**Instructions to follow**
Print all the records exactly, please.

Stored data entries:
========================
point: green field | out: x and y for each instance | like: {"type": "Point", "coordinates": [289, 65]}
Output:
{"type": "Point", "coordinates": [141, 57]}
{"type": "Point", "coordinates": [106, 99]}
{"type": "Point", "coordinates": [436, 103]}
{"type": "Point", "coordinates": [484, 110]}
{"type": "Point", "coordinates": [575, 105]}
========================
**Answer**
point: green field | out: x and y for each instance | like: {"type": "Point", "coordinates": [289, 65]}
Output:
{"type": "Point", "coordinates": [141, 57]}
{"type": "Point", "coordinates": [106, 99]}
{"type": "Point", "coordinates": [436, 103]}
{"type": "Point", "coordinates": [484, 110]}
{"type": "Point", "coordinates": [575, 105]}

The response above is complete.